WRITTEN TASK: Rewrite all of the rows below, replacing "rough mask" with "coarse mask" wherever it occurs and keeping everything else the same. Omit the pictures from your answer.
─── INFORMATION SUPPLIED
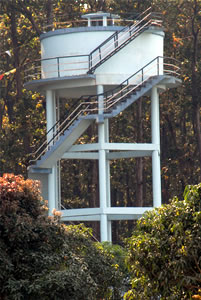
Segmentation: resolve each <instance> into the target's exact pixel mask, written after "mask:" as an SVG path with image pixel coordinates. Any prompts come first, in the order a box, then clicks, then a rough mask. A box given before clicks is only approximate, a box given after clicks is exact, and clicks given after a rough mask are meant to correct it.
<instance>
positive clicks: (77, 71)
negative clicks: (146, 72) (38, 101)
mask: <svg viewBox="0 0 201 300" xmlns="http://www.w3.org/2000/svg"><path fill="white" fill-rule="evenodd" d="M161 23H162V21H161V19H160V18H159V14H156V13H153V12H151V8H148V9H147V10H146V11H144V12H143V13H142V14H140V15H139V16H138V18H137V19H135V21H133V22H132V23H130V24H129V25H128V26H126V27H124V28H123V29H122V30H120V31H116V32H115V33H113V34H112V35H111V36H110V37H109V38H107V39H106V40H105V41H104V42H103V43H101V44H100V45H99V46H98V47H97V48H95V49H94V50H93V51H91V53H89V54H83V55H73V56H59V57H51V58H46V59H42V60H37V61H35V62H34V64H32V65H31V66H30V67H29V68H27V69H26V70H25V81H30V80H35V79H46V78H47V79H48V78H55V77H64V76H72V75H81V74H86V73H94V71H95V69H96V68H97V67H98V66H100V65H101V64H102V63H103V62H105V61H106V60H108V59H109V58H110V57H111V56H112V55H114V54H115V53H116V52H118V51H119V50H120V49H122V48H123V47H125V46H126V45H127V44H128V43H130V42H131V41H132V40H134V39H135V38H136V37H137V36H139V35H140V34H141V33H142V32H144V31H145V30H147V29H148V28H149V27H150V26H152V25H153V26H161Z"/></svg>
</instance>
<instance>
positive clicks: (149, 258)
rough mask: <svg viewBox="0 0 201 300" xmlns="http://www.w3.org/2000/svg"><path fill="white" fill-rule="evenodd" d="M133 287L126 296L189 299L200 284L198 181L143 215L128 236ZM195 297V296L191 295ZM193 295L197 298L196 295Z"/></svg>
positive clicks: (169, 298)
mask: <svg viewBox="0 0 201 300" xmlns="http://www.w3.org/2000/svg"><path fill="white" fill-rule="evenodd" d="M127 245H128V251H129V253H128V266H129V268H130V271H131V272H132V278H133V279H132V289H131V290H130V291H129V292H128V293H127V295H126V296H125V299H129V300H130V299H151V297H157V296H159V295H160V296H161V298H160V299H174V300H175V299H178V300H181V299H191V297H192V296H193V295H194V296H195V294H196V295H199V293H200V289H201V284H200V282H201V281H200V278H201V259H200V257H201V184H199V185H195V186H187V187H186V189H185V192H184V200H182V201H180V200H178V198H174V199H173V201H172V202H171V203H170V204H168V205H164V206H161V207H160V208H156V209H154V210H152V211H150V212H148V213H146V214H145V215H144V217H142V218H141V219H140V220H139V221H138V223H137V227H136V229H135V231H134V232H133V235H132V237H131V238H129V239H128V240H127ZM193 299H194V298H193ZM195 299H196V298H195Z"/></svg>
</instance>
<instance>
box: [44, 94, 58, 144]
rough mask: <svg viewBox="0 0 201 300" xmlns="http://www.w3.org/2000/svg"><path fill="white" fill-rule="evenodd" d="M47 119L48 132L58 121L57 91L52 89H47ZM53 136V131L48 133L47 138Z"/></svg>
mask: <svg viewBox="0 0 201 300" xmlns="http://www.w3.org/2000/svg"><path fill="white" fill-rule="evenodd" d="M46 120H47V132H49V131H50V129H51V128H52V127H53V125H54V124H55V122H56V101H55V93H54V91H52V90H47V91H46ZM52 137H53V131H52V130H51V131H50V132H49V133H48V136H47V139H48V141H49V140H51V139H52Z"/></svg>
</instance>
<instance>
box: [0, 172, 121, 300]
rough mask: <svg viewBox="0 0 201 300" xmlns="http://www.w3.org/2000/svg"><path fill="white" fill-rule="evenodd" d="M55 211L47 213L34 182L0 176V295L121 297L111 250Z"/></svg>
mask: <svg viewBox="0 0 201 300" xmlns="http://www.w3.org/2000/svg"><path fill="white" fill-rule="evenodd" d="M58 214H59V212H56V211H55V212H54V216H53V217H47V215H46V206H45V205H44V204H43V203H42V199H41V197H40V194H39V189H38V182H34V181H32V180H24V179H23V177H21V176H14V175H12V174H5V175H4V176H3V177H0V286H1V290H0V299H1V300H8V299H9V300H18V299H24V300H32V299H39V300H40V299H41V300H45V299H48V300H50V299H57V300H59V299H80V300H81V299H86V300H87V299H100V298H103V297H108V298H107V299H110V297H112V296H114V297H115V299H120V294H119V293H120V286H121V274H120V272H119V270H118V266H117V265H115V261H114V259H113V258H112V256H111V255H110V253H109V252H106V251H105V250H104V249H103V247H101V245H100V244H95V243H94V242H92V240H91V232H90V230H88V229H87V228H85V227H83V226H81V225H80V226H65V225H61V224H60V223H59V216H58Z"/></svg>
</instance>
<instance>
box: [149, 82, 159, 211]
mask: <svg viewBox="0 0 201 300" xmlns="http://www.w3.org/2000/svg"><path fill="white" fill-rule="evenodd" d="M151 133H152V144H155V145H158V147H159V150H155V151H153V153H152V186H153V206H154V207H158V206H160V205H161V166H160V119H159V94H158V90H157V87H153V88H152V91H151Z"/></svg>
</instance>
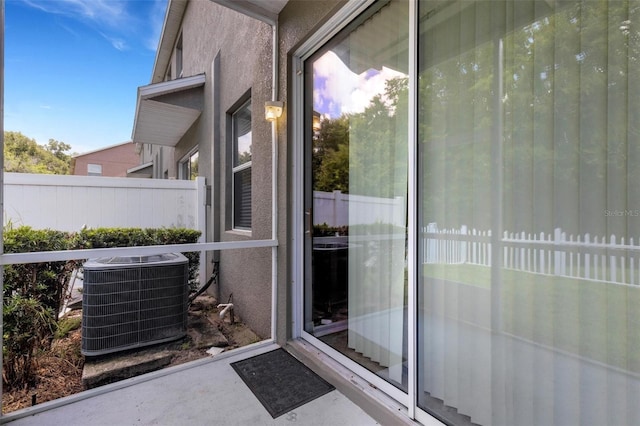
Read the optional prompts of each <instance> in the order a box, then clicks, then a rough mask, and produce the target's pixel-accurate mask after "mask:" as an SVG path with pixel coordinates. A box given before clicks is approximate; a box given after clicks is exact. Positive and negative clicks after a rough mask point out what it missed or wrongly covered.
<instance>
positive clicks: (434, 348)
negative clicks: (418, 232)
mask: <svg viewBox="0 0 640 426" xmlns="http://www.w3.org/2000/svg"><path fill="white" fill-rule="evenodd" d="M419 10H420V12H419V15H420V28H419V34H420V38H419V52H420V53H419V79H420V80H419V83H418V84H419V101H418V104H419V105H418V108H419V117H418V122H419V128H418V133H419V149H420V154H419V157H420V176H419V184H420V193H421V200H420V212H419V220H420V221H421V226H420V236H421V244H420V260H421V263H422V265H421V271H420V276H421V280H420V283H419V286H418V299H419V300H418V303H419V305H418V333H419V340H418V369H419V372H418V391H419V395H418V401H419V406H420V407H422V408H424V409H425V410H428V411H431V412H434V413H435V414H437V415H439V416H441V417H442V418H445V419H447V420H448V421H450V422H452V423H456V424H457V423H461V424H464V423H468V422H469V421H471V422H472V423H477V424H483V425H520V424H527V425H531V424H532V425H565V424H585V423H588V424H616V425H623V424H639V422H640V408H639V407H640V405H639V404H638V403H637V402H638V401H639V400H640V381H639V380H638V377H640V376H639V374H640V355H639V354H640V333H638V325H639V324H640V309H638V308H637V307H638V306H639V305H638V302H640V269H639V268H640V247H639V246H638V244H639V241H638V236H640V213H639V211H640V210H639V209H640V186H639V185H638V183H637V182H638V181H639V179H640V169H639V168H638V164H640V162H639V160H640V140H639V132H638V129H637V124H636V121H637V120H636V118H635V116H636V114H637V111H638V105H637V104H638V102H639V100H640V97H639V96H638V88H639V87H640V84H639V83H640V64H639V63H638V57H639V56H638V55H639V54H640V37H638V36H637V33H636V30H632V29H631V26H632V24H631V23H635V22H638V19H639V18H640V8H638V3H637V2H633V1H631V2H623V1H609V2H606V1H563V2H546V1H525V0H519V1H507V2H492V1H476V2H474V1H465V2H450V3H443V2H441V1H421V2H420V4H419ZM452 407H453V408H452Z"/></svg>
──────
ANSWER SPACE:
Segmentation: resolve each <instance> into the target's exact pixel mask, written after "mask:" as an SVG path with image pixel coordinates. Any prompts come first, in the order a box, then clicks, then a coarse mask. A box given before clicks is only approximate, a box given after clicks is exact, and clicks given after a coarse mask are meant to correct it.
<instance>
positive clicks: (77, 71)
negative clicks: (146, 72) (38, 101)
mask: <svg viewBox="0 0 201 300" xmlns="http://www.w3.org/2000/svg"><path fill="white" fill-rule="evenodd" d="M161 23H162V21H161V19H160V18H159V14H156V13H153V12H151V8H148V9H147V10H146V11H144V12H143V13H142V14H140V15H139V16H138V18H137V19H135V21H133V22H132V23H130V24H129V25H128V26H126V27H124V28H123V29H122V30H120V31H116V32H115V33H113V34H112V35H111V36H110V37H109V38H107V39H106V40H105V41H104V42H103V43H101V44H100V45H99V46H98V47H97V48H95V49H94V50H93V51H91V53H89V54H83V55H73V56H59V57H51V58H46V59H42V60H37V61H35V62H34V64H32V65H31V66H30V67H29V68H27V69H26V70H25V81H30V80H35V79H46V78H47V79H48V78H55V77H64V76H72V75H81V74H86V73H94V71H95V69H96V68H97V67H98V66H100V65H101V64H102V63H103V62H105V61H106V60H108V59H109V58H110V57H111V56H112V55H114V54H115V53H116V52H118V51H119V50H120V49H122V48H123V47H125V46H126V45H127V44H128V43H130V42H131V41H132V40H134V39H135V38H136V37H137V36H139V35H140V34H141V33H142V32H144V31H145V30H147V29H148V28H149V27H150V26H152V25H153V26H161Z"/></svg>
</instance>
<instance>
positive clicks: (149, 258)
coarse mask: <svg viewBox="0 0 201 300" xmlns="http://www.w3.org/2000/svg"><path fill="white" fill-rule="evenodd" d="M133 287L126 296L189 299L200 284L198 181L143 215L128 236ZM195 297V296L191 295ZM193 295L197 298L196 295Z"/></svg>
positive clicks: (169, 298)
mask: <svg viewBox="0 0 201 300" xmlns="http://www.w3.org/2000/svg"><path fill="white" fill-rule="evenodd" d="M127 245H128V251H129V253H128V266H129V268H130V271H131V272H132V278H133V279H132V289H131V290H130V291H129V292H128V293H127V295H126V296H125V299H129V300H130V299H151V297H157V296H159V295H160V296H161V298H160V299H174V300H175V299H178V300H181V299H191V297H192V296H193V295H194V296H195V294H196V295H199V293H200V289H201V284H200V282H201V281H200V278H201V259H200V257H201V184H199V185H195V186H187V187H186V189H185V192H184V200H182V201H180V200H178V198H174V199H173V201H172V202H171V203H170V204H168V205H164V206H161V207H160V208H156V209H154V210H152V211H150V212H148V213H146V214H145V215H144V217H142V218H141V219H140V220H139V221H138V223H137V227H136V229H135V231H134V232H133V235H132V237H131V238H129V239H128V240H127ZM193 299H194V298H193ZM195 299H196V298H195Z"/></svg>
</instance>
<instance>
box: [44, 94, 58, 144]
coarse mask: <svg viewBox="0 0 201 300" xmlns="http://www.w3.org/2000/svg"><path fill="white" fill-rule="evenodd" d="M47 119L48 132L58 121L57 91L52 89H47ZM53 136V131L48 133L47 138Z"/></svg>
mask: <svg viewBox="0 0 201 300" xmlns="http://www.w3.org/2000/svg"><path fill="white" fill-rule="evenodd" d="M46 120H47V132H49V131H50V129H51V128H52V127H53V125H54V124H55V122H56V101H55V93H54V91H52V90H47V91H46ZM52 137H53V131H52V130H51V131H50V132H49V133H48V136H47V139H48V141H49V140H51V139H52Z"/></svg>
</instance>
<instance>
box: [0, 172, 121, 300]
coarse mask: <svg viewBox="0 0 201 300" xmlns="http://www.w3.org/2000/svg"><path fill="white" fill-rule="evenodd" d="M55 211L47 213L34 182L0 176V295L121 297L111 250Z"/></svg>
mask: <svg viewBox="0 0 201 300" xmlns="http://www.w3.org/2000/svg"><path fill="white" fill-rule="evenodd" d="M58 214H59V212H56V211H55V212H54V216H53V217H47V215H46V206H45V205H44V204H43V203H42V199H41V197H40V194H39V189H38V182H34V181H32V180H24V179H23V177H21V176H14V175H12V174H5V175H4V176H3V177H0V286H1V290H0V299H1V300H8V299H9V300H18V299H24V300H32V299H39V300H40V299H41V300H45V299H48V300H50V299H57V300H59V299H80V300H81V299H86V300H87V299H100V298H103V297H108V298H107V299H110V297H112V296H114V297H115V299H120V294H119V293H120V286H121V274H120V272H119V270H118V266H117V265H115V261H114V259H113V258H112V256H111V255H110V253H109V252H106V251H105V250H104V249H103V247H101V245H100V244H95V243H94V242H92V240H91V232H90V230H88V229H87V228H85V227H83V226H81V225H80V226H65V225H61V224H60V223H59V216H58Z"/></svg>
</instance>
<instance>
box: [149, 82, 159, 211]
mask: <svg viewBox="0 0 201 300" xmlns="http://www.w3.org/2000/svg"><path fill="white" fill-rule="evenodd" d="M151 133H152V144H155V145H158V147H159V150H155V151H153V153H152V186H153V206H154V207H158V206H160V205H161V166H160V119H159V94H158V90H157V87H153V88H152V91H151Z"/></svg>
</instance>
Read the optional prompts of each <instance> in the order a box, then clicks, then a coarse mask, and produce the target's pixel-accurate mask after "mask:" as an SVG path with pixel coordinates. A box given before clicks is approximate; a box given after clicks is exact. Positive and negative clicks after a coarse mask point out what it missed or wrongly covered.
<instance>
positive clicks: (434, 348)
negative clicks: (418, 232)
mask: <svg viewBox="0 0 640 426" xmlns="http://www.w3.org/2000/svg"><path fill="white" fill-rule="evenodd" d="M419 10H420V12H419V15H420V28H419V34H420V38H419V52H420V53H419V79H420V80H419V83H418V84H419V101H418V104H419V105H418V108H419V117H418V122H419V128H418V133H419V149H420V154H419V157H420V176H419V184H420V193H421V200H420V212H419V220H420V221H421V226H420V236H421V244H420V260H421V263H422V265H421V271H420V276H421V280H420V283H419V286H418V299H419V300H418V303H419V305H418V333H419V340H418V369H419V372H418V391H419V395H418V401H419V406H420V407H422V408H424V409H425V410H428V411H431V412H434V413H435V414H437V415H439V416H441V417H442V418H445V419H447V420H448V421H450V422H452V423H456V424H457V423H461V424H464V423H468V422H469V421H471V422H472V423H477V424H483V425H520V424H527V425H531V424H532V425H565V424H585V423H588V424H616V425H623V424H639V422H640V408H639V407H640V405H639V404H638V403H637V402H638V401H639V400H640V381H639V380H638V377H640V376H639V374H640V355H639V354H640V333H638V325H639V324H640V309H638V308H637V307H638V306H639V305H638V302H640V269H639V268H640V247H639V246H638V244H639V241H638V236H640V213H639V211H640V210H639V209H640V186H639V185H638V183H637V182H638V181H639V179H640V169H639V168H638V164H640V162H639V160H640V140H639V132H638V129H637V124H636V121H637V120H636V118H635V116H636V114H637V111H638V105H637V104H638V102H639V100H640V97H639V96H638V88H639V87H640V84H639V83H640V64H639V63H638V57H639V56H638V55H639V54H640V37H638V36H637V33H636V30H632V29H631V26H632V24H631V23H635V22H638V19H639V18H640V8H638V3H637V2H633V1H631V2H623V1H609V2H606V1H563V2H546V1H525V0H519V1H507V2H492V1H476V2H474V1H465V2H450V3H443V2H441V1H421V2H420V4H419ZM452 407H453V408H452Z"/></svg>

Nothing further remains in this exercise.